▶ _DATA TO PROCESS_
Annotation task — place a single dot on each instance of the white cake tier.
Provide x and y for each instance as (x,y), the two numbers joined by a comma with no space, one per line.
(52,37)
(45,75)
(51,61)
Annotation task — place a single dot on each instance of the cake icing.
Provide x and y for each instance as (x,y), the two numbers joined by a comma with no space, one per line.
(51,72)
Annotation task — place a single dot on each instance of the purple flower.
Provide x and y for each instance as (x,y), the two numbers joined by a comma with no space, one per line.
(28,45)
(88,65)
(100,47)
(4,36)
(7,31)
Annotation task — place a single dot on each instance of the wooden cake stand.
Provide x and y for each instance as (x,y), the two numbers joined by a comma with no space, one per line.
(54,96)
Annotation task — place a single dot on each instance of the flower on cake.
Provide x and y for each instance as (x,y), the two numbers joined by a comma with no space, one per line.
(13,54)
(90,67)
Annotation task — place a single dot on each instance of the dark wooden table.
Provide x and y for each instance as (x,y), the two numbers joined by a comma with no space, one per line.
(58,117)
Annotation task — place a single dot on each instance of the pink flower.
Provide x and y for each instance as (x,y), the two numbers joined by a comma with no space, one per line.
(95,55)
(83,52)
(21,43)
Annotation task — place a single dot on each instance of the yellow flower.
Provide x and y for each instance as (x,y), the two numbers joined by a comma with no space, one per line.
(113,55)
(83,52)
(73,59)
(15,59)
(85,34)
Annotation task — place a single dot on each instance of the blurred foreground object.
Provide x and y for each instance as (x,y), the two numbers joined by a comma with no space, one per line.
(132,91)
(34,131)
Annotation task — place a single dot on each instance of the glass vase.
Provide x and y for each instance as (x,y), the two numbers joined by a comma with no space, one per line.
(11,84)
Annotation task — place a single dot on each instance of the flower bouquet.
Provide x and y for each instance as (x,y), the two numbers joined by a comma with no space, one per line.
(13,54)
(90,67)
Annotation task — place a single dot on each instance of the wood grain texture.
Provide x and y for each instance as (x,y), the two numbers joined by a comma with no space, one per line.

▶ _PROBLEM STATEMENT_
Copy every record above exactly as it appears.

▶ _FINAL ANSWER_
Annotation task — place a single dot on each instance of the white cake tier.
Provide x and y for each instance as (x,y), the two numbers joined by a comma with no space, one per line.
(52,37)
(45,75)
(51,61)
Annotation task — place a single dot on each instance of the cake icing.
Provide x and y for each instance as (x,y), the two numbers joined by a comma with no space, one per line.
(51,72)
Annotation task — place a single dot on each instance of the purple flower.
Provide x and y for each instance as (x,y), the two numbers joined by a comma with no space, one per line.
(28,45)
(88,65)
(100,47)
(4,36)
(7,31)
Annotation task — place a single dot on each instance of the wooden cake stand.
Provide x and y for each instance as (x,y), the two numbers joined by a comma with no space, one per line.
(54,96)
Annotation task — place a single dot on each instance of the flower on cake.
Provide x and y for each instance as (x,y), the two numbers joined by a comma with no space, one per line.
(13,54)
(90,67)
Annotation task — place a single dot on each instance of the dark wooden table.
Provide x and y for each instance as (x,y), the two numbers joined by a comma with no space, one per line.
(58,117)
Annotation task — place a single dot on each instance of the pink flower.
Provide x and y for each instance as (x,y), the two numbers joined by a comma with no space, one per line.
(95,55)
(83,52)
(21,43)
Annotation task — place a single dot on each instance of the yellow flower.
Provide x and y for each instance as (x,y), the two numbers joined by a comma with no space, one per line.
(113,55)
(83,52)
(73,59)
(15,59)
(85,34)
Annotation task — place a single dot on each instance of the blurred foreground object.
Provide x and y for each instance as (x,y), the two numbers joined by a comma with no space, one per line.
(132,91)
(34,131)
Annotation task — place a single dot on each instance of the glass vase.
Provide x and y for each instance as (x,y), the two numbers joined by a comma with no space, one per line.
(11,84)
Annotation task — place a single dot on each instance of the flower bouquet.
Provide x and y for each instance as (x,y), the two numbers joined by a comma with no space, one per line.
(13,54)
(90,67)
Annotation task — place a single dot on each instance of the wood grain texture.
Provide x and y for each instance as (x,y), the two numbers joined by a comma with no space, one per line.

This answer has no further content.